======== Text for analysis

Happy Paws Havanese Minnesota AKC Show Breeder

Where Beautiful Show Dogs Are Also Family Pets


Our first show havanese, Bailey, at 8 weeks old.

The Havanese is a small, sturdy dog that originated in Cuba. The Havanese was recognized by AKC (the American Kennel Club) in 1999. Since then, they have been slowly growing in popularity. The Havanese ranges in size from around 8 to 13 lbs. They come in any color and have beautiful almond-shaped eyes. They are extremely friendly and are willing to please. They catch on to learning tricks easily. One of the most unique things about a Havanese is its very soft, profuse double coat. Although they can grow long coats, they do not shed. They are said to be hypoallergenic because of this. In our home, my daughter is somewhat allergic to dogs, yet does not react around the Havanese. Also, they seem to be odorless, meaning that the pads of their feet usually do not give off the "dog smell" like other breeds.

================
======== Excerpted data

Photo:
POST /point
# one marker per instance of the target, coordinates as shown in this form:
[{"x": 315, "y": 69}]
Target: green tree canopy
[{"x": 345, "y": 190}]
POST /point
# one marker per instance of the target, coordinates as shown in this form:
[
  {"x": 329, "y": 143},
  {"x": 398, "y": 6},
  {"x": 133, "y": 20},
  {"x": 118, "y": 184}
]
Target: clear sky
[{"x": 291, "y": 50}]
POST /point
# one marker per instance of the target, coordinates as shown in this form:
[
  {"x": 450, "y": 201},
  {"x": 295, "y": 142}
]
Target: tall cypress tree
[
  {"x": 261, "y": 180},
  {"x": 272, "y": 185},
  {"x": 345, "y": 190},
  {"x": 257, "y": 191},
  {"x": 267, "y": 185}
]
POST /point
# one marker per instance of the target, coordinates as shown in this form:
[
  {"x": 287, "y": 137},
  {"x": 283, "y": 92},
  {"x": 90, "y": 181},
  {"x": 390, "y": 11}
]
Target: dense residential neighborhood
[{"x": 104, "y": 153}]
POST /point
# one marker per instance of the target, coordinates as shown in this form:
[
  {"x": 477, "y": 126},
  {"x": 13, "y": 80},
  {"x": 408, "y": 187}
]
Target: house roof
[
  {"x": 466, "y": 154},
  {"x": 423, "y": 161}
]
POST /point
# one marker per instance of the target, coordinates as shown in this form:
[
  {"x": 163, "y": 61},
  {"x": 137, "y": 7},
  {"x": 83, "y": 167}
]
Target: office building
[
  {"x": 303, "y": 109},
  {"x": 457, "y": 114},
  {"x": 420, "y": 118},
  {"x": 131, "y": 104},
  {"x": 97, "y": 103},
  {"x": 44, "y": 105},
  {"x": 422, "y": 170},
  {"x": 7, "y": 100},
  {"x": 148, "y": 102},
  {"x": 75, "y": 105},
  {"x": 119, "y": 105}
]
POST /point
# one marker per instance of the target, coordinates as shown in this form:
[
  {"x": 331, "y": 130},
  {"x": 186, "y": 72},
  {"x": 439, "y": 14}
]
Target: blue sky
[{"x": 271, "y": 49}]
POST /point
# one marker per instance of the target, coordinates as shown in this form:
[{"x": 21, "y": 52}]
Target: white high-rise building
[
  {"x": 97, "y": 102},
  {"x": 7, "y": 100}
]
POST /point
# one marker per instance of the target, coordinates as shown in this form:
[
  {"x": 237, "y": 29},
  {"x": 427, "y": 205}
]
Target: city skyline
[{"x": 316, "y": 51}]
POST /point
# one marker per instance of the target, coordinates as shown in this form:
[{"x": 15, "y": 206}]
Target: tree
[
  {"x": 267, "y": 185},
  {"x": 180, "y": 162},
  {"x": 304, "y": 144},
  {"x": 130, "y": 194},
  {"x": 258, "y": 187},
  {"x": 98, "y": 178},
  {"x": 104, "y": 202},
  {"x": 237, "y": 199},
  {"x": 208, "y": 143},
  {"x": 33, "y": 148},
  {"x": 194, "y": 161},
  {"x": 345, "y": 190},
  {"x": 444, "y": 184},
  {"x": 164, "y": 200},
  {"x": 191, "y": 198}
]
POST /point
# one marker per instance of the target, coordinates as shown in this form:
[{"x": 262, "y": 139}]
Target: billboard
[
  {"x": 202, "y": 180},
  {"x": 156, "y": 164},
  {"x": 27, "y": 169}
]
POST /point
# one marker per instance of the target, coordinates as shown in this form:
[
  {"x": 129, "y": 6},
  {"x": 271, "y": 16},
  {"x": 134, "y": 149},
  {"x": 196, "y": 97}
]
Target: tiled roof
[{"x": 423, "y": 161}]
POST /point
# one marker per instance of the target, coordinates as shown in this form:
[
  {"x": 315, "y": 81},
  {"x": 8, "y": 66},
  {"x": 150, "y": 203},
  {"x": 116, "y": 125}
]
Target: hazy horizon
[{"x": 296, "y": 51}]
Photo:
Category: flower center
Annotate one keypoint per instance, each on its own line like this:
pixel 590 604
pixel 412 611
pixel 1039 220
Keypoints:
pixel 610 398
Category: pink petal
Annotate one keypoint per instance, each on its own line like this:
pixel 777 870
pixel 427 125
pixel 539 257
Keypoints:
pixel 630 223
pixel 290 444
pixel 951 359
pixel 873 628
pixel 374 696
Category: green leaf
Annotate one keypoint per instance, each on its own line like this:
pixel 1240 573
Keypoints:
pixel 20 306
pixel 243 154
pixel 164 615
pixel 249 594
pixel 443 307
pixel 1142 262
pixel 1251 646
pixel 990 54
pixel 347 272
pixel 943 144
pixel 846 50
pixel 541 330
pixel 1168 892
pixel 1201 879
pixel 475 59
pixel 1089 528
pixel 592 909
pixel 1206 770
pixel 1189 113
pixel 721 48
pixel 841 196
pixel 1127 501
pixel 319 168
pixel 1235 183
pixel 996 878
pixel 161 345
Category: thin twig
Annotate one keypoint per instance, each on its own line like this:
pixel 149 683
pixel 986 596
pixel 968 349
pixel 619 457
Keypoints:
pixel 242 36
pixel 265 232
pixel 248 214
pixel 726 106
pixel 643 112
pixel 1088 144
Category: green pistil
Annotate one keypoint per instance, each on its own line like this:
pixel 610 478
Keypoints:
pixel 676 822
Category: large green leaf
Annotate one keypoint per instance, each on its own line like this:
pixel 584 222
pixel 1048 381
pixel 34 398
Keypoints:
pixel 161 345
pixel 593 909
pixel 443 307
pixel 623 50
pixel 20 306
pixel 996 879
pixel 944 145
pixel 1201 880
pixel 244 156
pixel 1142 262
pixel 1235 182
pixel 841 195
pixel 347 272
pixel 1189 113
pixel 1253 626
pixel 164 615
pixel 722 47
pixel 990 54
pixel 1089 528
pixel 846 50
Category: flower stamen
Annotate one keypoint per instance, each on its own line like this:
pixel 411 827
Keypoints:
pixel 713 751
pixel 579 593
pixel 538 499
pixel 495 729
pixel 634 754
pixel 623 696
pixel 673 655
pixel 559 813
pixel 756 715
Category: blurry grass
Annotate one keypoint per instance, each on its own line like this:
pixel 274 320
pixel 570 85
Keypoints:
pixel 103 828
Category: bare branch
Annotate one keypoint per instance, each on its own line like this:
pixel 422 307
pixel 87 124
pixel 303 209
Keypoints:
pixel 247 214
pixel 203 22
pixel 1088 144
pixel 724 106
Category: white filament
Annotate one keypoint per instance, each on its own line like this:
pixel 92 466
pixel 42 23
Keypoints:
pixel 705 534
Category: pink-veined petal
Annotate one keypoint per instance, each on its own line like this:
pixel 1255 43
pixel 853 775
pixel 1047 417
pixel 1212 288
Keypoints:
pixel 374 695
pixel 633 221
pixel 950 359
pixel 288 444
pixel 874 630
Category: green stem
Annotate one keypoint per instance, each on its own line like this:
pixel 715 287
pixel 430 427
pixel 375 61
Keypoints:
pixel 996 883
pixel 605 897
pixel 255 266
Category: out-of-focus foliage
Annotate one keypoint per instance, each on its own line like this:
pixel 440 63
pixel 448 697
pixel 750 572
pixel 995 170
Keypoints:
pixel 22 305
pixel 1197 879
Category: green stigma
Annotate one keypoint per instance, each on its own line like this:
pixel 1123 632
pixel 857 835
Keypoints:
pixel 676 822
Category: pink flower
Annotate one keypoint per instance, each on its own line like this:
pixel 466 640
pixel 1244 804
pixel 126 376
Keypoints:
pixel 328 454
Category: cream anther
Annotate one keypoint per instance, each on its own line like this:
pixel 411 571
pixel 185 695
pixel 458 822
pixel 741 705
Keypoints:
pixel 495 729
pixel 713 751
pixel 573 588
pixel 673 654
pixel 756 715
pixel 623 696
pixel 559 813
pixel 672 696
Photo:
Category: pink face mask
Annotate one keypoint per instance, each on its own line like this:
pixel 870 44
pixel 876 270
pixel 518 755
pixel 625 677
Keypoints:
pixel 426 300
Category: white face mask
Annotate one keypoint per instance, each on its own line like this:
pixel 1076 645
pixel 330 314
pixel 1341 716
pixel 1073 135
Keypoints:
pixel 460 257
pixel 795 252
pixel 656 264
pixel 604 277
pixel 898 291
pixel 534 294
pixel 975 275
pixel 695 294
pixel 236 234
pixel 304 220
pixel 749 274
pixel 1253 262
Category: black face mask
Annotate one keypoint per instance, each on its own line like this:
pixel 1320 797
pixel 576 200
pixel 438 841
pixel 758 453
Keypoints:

================

[Work task]:
Answer these questions about the Happy Paws Havanese text:
1. What was the name of the breeder's first show Havanese?
2. In what year did the AKC recognize the Havanese?
3. What weight range does the Havanese fall in?

[Exercise output]:
1. Bailey
2. 1999
3. About 8 to 13 lbs